◆ INSTRUCTIONS FOR THE TASK
Quote all of the lines below word for word, and leave the pictures out of your answer.
━━━ ITEMS
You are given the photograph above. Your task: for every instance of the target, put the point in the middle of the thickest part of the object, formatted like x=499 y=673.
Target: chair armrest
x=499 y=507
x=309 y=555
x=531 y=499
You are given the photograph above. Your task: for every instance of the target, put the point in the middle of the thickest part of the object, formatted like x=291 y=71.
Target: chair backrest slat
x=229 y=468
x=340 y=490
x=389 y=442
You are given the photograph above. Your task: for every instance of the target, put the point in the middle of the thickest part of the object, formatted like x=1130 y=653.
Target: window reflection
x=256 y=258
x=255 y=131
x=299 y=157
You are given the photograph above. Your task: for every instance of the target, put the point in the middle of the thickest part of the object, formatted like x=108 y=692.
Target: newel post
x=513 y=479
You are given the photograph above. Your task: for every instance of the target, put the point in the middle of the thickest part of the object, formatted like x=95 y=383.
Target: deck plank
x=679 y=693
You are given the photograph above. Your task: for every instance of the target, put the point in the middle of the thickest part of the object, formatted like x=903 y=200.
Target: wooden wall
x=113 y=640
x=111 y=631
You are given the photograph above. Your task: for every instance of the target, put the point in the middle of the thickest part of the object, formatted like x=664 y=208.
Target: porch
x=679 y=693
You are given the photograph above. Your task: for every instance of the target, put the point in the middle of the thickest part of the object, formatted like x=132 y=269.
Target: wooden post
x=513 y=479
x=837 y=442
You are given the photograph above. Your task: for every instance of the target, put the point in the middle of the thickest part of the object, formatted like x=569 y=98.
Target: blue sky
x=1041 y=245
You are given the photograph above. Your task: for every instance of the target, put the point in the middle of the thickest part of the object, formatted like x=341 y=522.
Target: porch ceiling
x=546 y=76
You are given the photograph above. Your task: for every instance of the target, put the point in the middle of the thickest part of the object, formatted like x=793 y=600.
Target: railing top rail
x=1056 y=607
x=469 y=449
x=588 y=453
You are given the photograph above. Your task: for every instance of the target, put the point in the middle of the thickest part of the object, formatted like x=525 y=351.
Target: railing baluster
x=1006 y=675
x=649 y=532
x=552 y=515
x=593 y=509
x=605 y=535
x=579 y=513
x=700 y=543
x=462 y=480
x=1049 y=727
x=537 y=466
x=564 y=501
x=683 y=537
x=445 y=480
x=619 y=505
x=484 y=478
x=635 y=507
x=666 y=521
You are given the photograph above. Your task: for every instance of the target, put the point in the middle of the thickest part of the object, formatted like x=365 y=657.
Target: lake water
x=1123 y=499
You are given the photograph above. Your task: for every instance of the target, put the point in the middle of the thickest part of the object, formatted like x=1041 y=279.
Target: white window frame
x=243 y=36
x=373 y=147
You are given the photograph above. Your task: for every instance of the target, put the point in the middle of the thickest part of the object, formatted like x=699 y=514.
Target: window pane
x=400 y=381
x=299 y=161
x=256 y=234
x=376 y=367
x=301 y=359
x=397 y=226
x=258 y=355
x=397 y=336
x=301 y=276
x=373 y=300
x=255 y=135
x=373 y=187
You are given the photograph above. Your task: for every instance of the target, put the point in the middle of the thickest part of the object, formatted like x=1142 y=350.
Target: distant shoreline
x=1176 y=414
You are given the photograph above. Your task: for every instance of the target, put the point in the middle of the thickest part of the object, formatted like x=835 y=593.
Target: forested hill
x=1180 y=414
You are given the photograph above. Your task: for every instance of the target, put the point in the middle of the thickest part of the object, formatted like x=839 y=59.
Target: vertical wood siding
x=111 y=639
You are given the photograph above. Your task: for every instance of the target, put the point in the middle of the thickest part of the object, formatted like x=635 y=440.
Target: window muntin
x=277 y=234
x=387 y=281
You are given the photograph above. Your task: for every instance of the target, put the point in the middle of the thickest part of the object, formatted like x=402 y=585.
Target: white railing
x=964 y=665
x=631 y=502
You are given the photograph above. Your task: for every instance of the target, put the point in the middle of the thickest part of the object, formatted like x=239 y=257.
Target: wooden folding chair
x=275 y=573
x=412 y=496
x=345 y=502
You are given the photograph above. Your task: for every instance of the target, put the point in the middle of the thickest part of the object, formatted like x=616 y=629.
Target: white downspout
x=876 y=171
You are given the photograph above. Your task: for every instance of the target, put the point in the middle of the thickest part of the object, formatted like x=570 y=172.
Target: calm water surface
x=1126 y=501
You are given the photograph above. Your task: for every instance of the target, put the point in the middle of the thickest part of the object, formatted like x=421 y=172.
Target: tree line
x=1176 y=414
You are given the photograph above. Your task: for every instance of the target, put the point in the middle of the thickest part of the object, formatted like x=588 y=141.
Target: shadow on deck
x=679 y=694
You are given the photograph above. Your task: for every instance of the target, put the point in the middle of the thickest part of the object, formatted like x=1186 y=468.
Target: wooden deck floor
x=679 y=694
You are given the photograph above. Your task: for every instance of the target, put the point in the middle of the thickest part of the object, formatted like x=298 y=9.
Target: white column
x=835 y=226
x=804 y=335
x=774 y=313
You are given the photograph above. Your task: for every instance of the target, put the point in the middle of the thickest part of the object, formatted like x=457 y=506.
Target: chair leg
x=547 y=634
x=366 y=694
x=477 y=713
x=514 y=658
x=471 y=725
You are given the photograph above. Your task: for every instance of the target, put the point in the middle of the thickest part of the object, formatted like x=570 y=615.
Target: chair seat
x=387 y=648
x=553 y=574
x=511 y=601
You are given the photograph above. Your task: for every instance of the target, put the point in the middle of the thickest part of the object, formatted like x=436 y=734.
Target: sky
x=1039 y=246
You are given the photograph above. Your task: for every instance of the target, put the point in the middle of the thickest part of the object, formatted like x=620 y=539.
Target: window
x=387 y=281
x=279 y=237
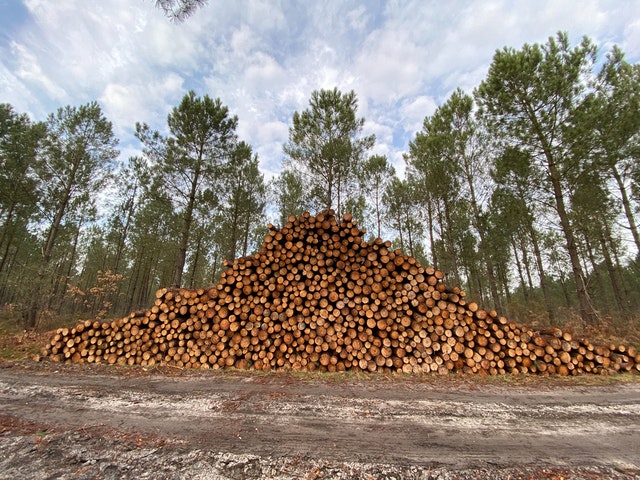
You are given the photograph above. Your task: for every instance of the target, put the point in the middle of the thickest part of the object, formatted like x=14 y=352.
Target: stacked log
x=317 y=296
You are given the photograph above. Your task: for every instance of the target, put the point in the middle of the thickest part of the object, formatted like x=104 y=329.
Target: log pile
x=317 y=296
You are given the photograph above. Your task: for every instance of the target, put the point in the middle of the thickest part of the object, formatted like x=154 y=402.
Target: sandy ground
x=59 y=421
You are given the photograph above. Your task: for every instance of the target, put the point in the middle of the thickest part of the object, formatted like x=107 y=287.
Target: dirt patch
x=60 y=421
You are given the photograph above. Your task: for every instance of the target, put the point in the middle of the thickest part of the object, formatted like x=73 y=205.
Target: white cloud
x=414 y=110
x=263 y=58
x=148 y=102
x=29 y=70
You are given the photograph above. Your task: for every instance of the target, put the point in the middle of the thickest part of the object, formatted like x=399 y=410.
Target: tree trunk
x=186 y=229
x=627 y=208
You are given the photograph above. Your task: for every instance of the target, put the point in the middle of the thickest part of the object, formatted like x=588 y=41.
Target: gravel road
x=63 y=422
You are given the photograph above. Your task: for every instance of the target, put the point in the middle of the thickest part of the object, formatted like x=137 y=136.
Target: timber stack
x=317 y=296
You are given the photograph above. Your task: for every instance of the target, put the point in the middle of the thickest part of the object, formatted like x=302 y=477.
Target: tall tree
x=179 y=10
x=289 y=195
x=201 y=137
x=325 y=145
x=75 y=165
x=530 y=97
x=242 y=202
x=517 y=197
x=399 y=200
x=376 y=175
x=611 y=115
x=20 y=141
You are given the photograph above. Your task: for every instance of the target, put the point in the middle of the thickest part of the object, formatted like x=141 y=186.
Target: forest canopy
x=525 y=191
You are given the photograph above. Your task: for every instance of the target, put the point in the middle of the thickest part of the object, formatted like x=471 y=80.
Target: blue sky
x=264 y=58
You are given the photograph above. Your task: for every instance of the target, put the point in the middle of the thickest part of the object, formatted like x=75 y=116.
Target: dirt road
x=59 y=422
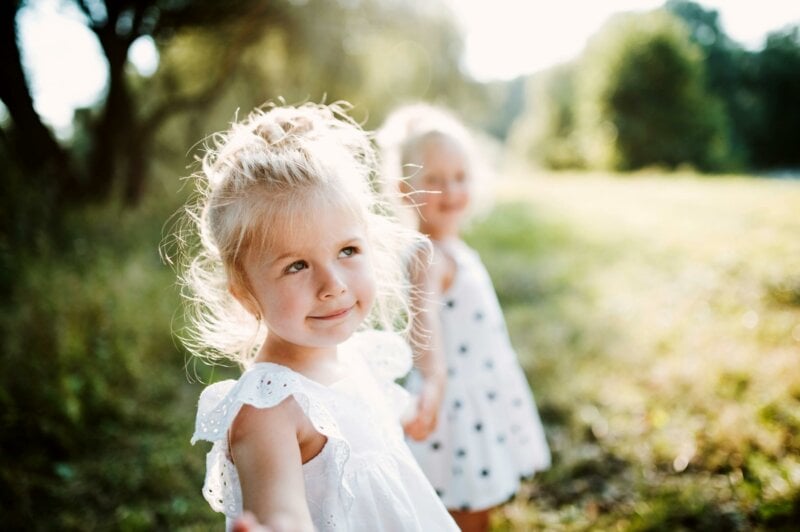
━━━━━━
◆ SOLUTION TO THIS EXERCISE
You are given the photograph above. Your task: for every instance of the target, put the point in the middle of the thickest part of the object, formatted like x=499 y=673.
Target: chair armrest
x=499 y=507
x=309 y=555
x=531 y=499
You are given the photograph above. Your task: for every instance of the target, put the point in the middle of the thickest part of the object, formatted like x=291 y=71.
Target: chair backrest slat
x=229 y=468
x=340 y=490
x=389 y=442
You are given the photograph above. Your task: for every instance of the target, put the point in the middle of the thickest part of the object, formatted like x=1130 y=653.
Target: window reflection
x=256 y=258
x=255 y=131
x=299 y=157
You are given the photograph above. Your task: for every instance of the target, put the point in the middle of the thickest part of the object, formatted like x=108 y=692.
Target: newel post
x=513 y=479
You are given the photograph above. Your task: for every instance of the target, put the point in the middle of the thickest part of the object, formatted like x=95 y=383.
Target: deck plank
x=679 y=693
You are given the photograph above. Your task: for every instance of the target, put the point in the middle of the thickest part of the object, formatted like x=903 y=200.
Target: wooden wall
x=113 y=640
x=111 y=631
You are given the photograph above. Your task: for every instance of the target, put the point in the middle of the thickest part of the object, formatted like x=664 y=208.
Target: porch
x=679 y=693
You are given the photograph above. Your task: for every instance of the target, put the point in the middle of the thickest part of the object, formatted like x=132 y=269.
Target: wooden post
x=513 y=479
x=837 y=442
You are given the photograph above. Your task: for every instance of the target, put the point in the middle of the thickest part of the object, formatted like x=569 y=98.
Target: blue sky
x=1041 y=245
You are given the photograph above. Your task: for every instance of the target, put the point in the middle of the thickest part of the object, formatted like x=341 y=522.
Target: porch ceiling
x=546 y=76
You are given the photograph above. Your task: for every instance of the target, put the point in the middle of the thickest part of the object, formatted like x=793 y=600.
Target: railing top rail
x=1056 y=607
x=469 y=449
x=588 y=453
You are given the photograph above. Your task: for every instance of the target, put the point in the middle of the thickest part of the object, formatted like x=525 y=351.
Target: railing baluster
x=1006 y=675
x=649 y=532
x=552 y=515
x=593 y=509
x=605 y=535
x=579 y=513
x=700 y=543
x=462 y=480
x=1049 y=727
x=537 y=466
x=564 y=501
x=683 y=537
x=445 y=480
x=619 y=505
x=484 y=478
x=635 y=507
x=666 y=521
You are given the photograph above. Your task: for every instance of the target, put the point in the middle of the thickest part of the object, formatted like x=365 y=657.
Target: lake water
x=1123 y=499
You are given the photograph above. Your task: for every instance of the target, put the point in the middle of the thickest part of the object, formatted like x=1041 y=279.
Target: white window frame
x=243 y=36
x=373 y=147
You are given the photograph above. Your task: for every instance of the target, put the point in the middle of the thickest part of the object, formatted like x=699 y=514.
Target: window pane
x=400 y=381
x=299 y=161
x=256 y=234
x=376 y=367
x=301 y=359
x=397 y=226
x=258 y=355
x=397 y=336
x=301 y=276
x=373 y=300
x=255 y=135
x=373 y=187
You are given the photograph above. Your task: for every instance of the target, put the point in the middle of the thickest part of the object, formatted like x=1142 y=350.
Target: distant shoreline
x=1176 y=414
You are given the photograph above. Your task: for every instance of the target, put the point in the middle of the thickest part of the object, formatted like x=835 y=593.
Target: forested hill
x=1180 y=414
You are given the photograph above. Your task: for every instance of the target, put the point in the middle of the thickest part of the object, formatted like x=839 y=59.
Target: vertical wood siding
x=111 y=639
You are given the photograph above. Your task: for every instance of the target, put the point in the middle of the thickest part of the object, formatted like x=635 y=440.
Target: window muntin
x=277 y=234
x=387 y=281
You are given the photograph above. Your task: for every instance of the target, put the point in the middle of the thickest part of the object, formatted like x=402 y=585.
Target: white railing
x=964 y=665
x=631 y=502
You are given the photograph above. Your task: for every instance of the target, put the point in the middle of the thickest part of the object, formatted like x=239 y=257.
Target: wooden folding chair
x=275 y=573
x=412 y=496
x=345 y=502
You are given the photograph above. Your task: for every instance of the target, put the point in the middle of the thickest part of the object, formatted like x=616 y=629.
Target: white downspout
x=876 y=171
You are given the photograph above. Your task: for every instance of the target, put the point in the middle of the thickest part of the object, formatted like x=570 y=172.
Target: calm water surface
x=1126 y=501
You are given the photograph above. Your task: for every instance of the target, put the point in the middle of the thickest part of the object, formatted like x=421 y=172.
Target: tree line
x=1176 y=414
You are given the photograph above. Your task: for every instance of the target, put the point in the middle of the thickest part of the object, formatted like x=588 y=141.
Target: shadow on deck
x=679 y=694
You are given the photograph above. Your task: for every instance of the target, put the point in the middle of the thickest part of the object, formatted like x=1186 y=468.
Target: wooden deck floor
x=679 y=694
You are given the photograph above. Your task: for every instance of the target, put the point in the middle of the thickest part of the object, formatted like x=298 y=9.
Target: white column
x=835 y=226
x=804 y=335
x=774 y=313
You are given the photograph above. Your task: for every instance of the target, put the point in the middle of the thickest part of the object, formatted like x=457 y=506.
Target: chair leg
x=547 y=634
x=366 y=694
x=477 y=713
x=514 y=658
x=471 y=725
You are given the photograph above. Your task: for every instance of the target, put the point in the middle of the thickest part of the object, formatted like x=570 y=615.
Target: chair seat
x=387 y=648
x=553 y=574
x=511 y=601
You are given the photograph above. Your task: for every instance of the target, put the point in the middle of the thickest part of the object, formatted like x=436 y=734.
Target: sky
x=1039 y=246
You are given the photograph above. Your task: for every instance of the target, put the point in the middle of the thickest part of the object, formatted like x=620 y=539.
Target: window
x=387 y=281
x=279 y=237
You are given the photograph above. Your task: for every instance of the target, put the point in the middle of the thickest part of the object, formatted like x=14 y=352.
Target: stacked log
x=317 y=296
You are given the photograph above. Your task: for every instance of the target, put the point in the middle of the thickest part of the object, formatted like x=104 y=329.
Target: log pile
x=317 y=296
You are given the photograph above. Your task: for every instance of the target, put the point in the middle of the thickest part of the object, formatted like x=154 y=402.
Target: sandy ground
x=59 y=421
You are given the photograph above. Your task: for every instance of the target, put the point in the middle of the thickest part of the object, formatted like x=107 y=287.
Target: dirt patch
x=60 y=421
You are given the photograph above. Your task: for every instance of the target, put the point in the middle of the thickest part of the object, formatted like x=73 y=205.
Target: white cloud
x=414 y=110
x=263 y=58
x=148 y=102
x=29 y=70
You are given the photograph above. Your task: for every instance of the target, put the point in the middle of the thickest part of the object, formatted like x=399 y=410.
Target: tree trunk
x=186 y=229
x=627 y=208
You are given the photograph above. Your task: for every instance of the target, put the point in the middle of the thickest part of the object, formatted like x=588 y=41.
Target: gravel road
x=63 y=422
You are given the photograph above. Your task: for every instance of the target, put the point in the middle of the thickest part of the object, formatted like x=137 y=136.
Target: timber stack
x=317 y=296
You are given the photograph above. Your task: for every instance of the target, put the point in the middle of the thickest part of the object, formatted like x=302 y=477.
Target: tall tree
x=179 y=10
x=289 y=195
x=201 y=137
x=325 y=145
x=75 y=165
x=530 y=97
x=242 y=202
x=517 y=197
x=399 y=200
x=376 y=175
x=611 y=115
x=20 y=141
You are given the photograph above. Your task: for every instance of the target, put the point in the middle of the thickest part of the object, formatted like x=141 y=186.
Target: forest canopy
x=525 y=191
You are given the photograph above. Your task: for every instance of the target, put the point in the middle of the thickest part of the object, formatted like x=471 y=80.
Target: blue sky
x=264 y=58
You are given the photograph above. Your task: for every instance of the target, put the point in the middle of the thickest part of the object, formatted like x=75 y=116.
Target: dirt road
x=59 y=422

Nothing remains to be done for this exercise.